REQUIRED WORK - Type out every line below exactly as it reads.

MATERIAL TO PROCESS -
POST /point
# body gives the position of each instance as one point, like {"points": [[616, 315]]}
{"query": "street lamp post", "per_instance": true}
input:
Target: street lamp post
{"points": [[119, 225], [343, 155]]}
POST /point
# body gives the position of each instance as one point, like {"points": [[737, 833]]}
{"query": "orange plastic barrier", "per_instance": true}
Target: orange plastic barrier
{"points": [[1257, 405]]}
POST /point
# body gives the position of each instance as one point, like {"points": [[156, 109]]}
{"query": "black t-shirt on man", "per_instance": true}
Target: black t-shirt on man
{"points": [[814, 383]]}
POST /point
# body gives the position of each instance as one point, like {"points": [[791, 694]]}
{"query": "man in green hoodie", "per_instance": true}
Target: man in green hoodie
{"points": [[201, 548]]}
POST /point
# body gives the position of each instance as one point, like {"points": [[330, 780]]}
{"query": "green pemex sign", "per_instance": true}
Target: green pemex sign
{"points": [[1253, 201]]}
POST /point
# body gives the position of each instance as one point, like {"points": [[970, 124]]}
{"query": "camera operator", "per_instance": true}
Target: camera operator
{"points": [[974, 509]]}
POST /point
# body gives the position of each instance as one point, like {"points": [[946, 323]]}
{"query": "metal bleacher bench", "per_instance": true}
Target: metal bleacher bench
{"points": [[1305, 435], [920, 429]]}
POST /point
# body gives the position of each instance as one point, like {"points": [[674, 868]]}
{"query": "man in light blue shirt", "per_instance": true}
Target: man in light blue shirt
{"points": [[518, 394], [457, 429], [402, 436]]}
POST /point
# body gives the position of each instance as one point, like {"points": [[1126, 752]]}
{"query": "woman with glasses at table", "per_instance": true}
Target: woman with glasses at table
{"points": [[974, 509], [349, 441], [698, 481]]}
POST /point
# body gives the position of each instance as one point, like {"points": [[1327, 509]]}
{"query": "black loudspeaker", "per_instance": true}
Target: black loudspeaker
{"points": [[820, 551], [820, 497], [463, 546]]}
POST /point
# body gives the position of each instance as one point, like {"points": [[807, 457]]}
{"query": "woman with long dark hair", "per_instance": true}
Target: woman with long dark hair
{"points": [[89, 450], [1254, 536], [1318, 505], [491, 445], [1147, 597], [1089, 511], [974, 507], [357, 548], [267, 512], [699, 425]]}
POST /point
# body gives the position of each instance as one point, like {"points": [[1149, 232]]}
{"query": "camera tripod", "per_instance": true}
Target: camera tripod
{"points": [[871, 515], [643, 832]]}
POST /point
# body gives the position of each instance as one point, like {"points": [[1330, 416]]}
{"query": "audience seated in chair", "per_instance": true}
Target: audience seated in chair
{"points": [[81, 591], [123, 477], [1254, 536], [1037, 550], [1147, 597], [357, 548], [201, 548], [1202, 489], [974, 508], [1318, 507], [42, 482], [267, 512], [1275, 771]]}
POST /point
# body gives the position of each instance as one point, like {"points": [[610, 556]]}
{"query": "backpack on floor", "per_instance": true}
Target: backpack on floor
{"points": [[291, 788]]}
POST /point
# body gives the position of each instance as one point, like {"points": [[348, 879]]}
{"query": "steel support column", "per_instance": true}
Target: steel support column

FULL ANSWER -
POST /point
# body gives the position of each instance as one point, like {"points": [[616, 315]]}
{"query": "street lamp post", "per_instance": true}
input:
Target: street lamp post
{"points": [[119, 225], [343, 155]]}
POST /point
# body gives the position of each instance as one point, like {"points": [[737, 833]]}
{"query": "orange plastic barrier", "per_instance": true}
Target: orange plastic barrier
{"points": [[1257, 405]]}
POST /point
# body gives the position of each instance as one point, like {"points": [[156, 109]]}
{"query": "black t-shirt on man", "per_instance": true}
Target: black t-shirt on man
{"points": [[814, 383]]}
POST /point
# body gives the position of each instance as one point, like {"points": [[791, 694]]}
{"query": "man in green hoodie", "per_instance": true}
Target: man in green hoodie
{"points": [[201, 548]]}
POST /point
# body gives the position of each instance as one point, like {"points": [[330, 780]]}
{"query": "green pemex sign", "per_instance": true}
Target: green pemex sign
{"points": [[1253, 201]]}
POST /point
# body gives the position of each instance as one point, like {"points": [[970, 124]]}
{"query": "camera operator", "per_instance": true}
Target: camera operator
{"points": [[974, 509]]}
POST /point
# body gives the position of each instance as one point, like {"points": [[946, 323]]}
{"query": "metal bleacher bench", "per_instance": true}
Target: metal bleacher bench
{"points": [[1305, 435], [920, 429]]}
POST /point
# body gives the position of each instance as one point, like {"points": [[674, 868]]}
{"query": "man in light blue shirt", "per_instance": true}
Target: man in light blue shirt
{"points": [[518, 394], [457, 429], [402, 436]]}
POST /point
# body gives the position of each instance as one point, like {"points": [[1126, 752]]}
{"query": "woman with glasses at table", "per_instance": true}
Target: woman with glasses at table
{"points": [[974, 509], [349, 441], [698, 481]]}
POST /point
# body gives the position of each instance as one point, like {"points": [[1327, 509]]}
{"query": "black loudspeaker", "per_instance": true}
Target: black loudspeaker
{"points": [[820, 551], [820, 497], [463, 546]]}
POST /point
# body gives the position of each instance as one point, like {"points": [[807, 457]]}
{"query": "woman with long dark hair", "per_instance": true}
Target: woman with long dark hair
{"points": [[89, 450], [1254, 536], [1318, 505], [491, 445], [1147, 597], [1089, 511], [974, 507], [357, 548], [267, 512], [699, 425]]}
POST /point
# body gives the position of each instance as one point, like {"points": [[1149, 232]]}
{"query": "camera tripod", "per_instance": true}
Target: camera tripod
{"points": [[871, 515], [643, 832]]}
POST /point
# body gives the position of each instance as one point, like {"points": [[1330, 416]]}
{"query": "audience seated in chair", "per_instance": true}
Target: audience seated in chair
{"points": [[81, 591], [123, 477], [1254, 536], [1037, 550], [1147, 597], [357, 548], [201, 548], [1202, 489], [974, 508], [1318, 507], [42, 482], [267, 512], [1275, 771]]}
POST /point
# body gives the position of each instance as one point, like {"points": [[610, 556]]}
{"query": "backpack on floor", "per_instance": true}
Target: backpack on floor
{"points": [[291, 788]]}
POST /point
# body gives the position of each instance as one point, like {"points": [[348, 879]]}
{"query": "steel support column", "per_instance": true}
Target: steel support column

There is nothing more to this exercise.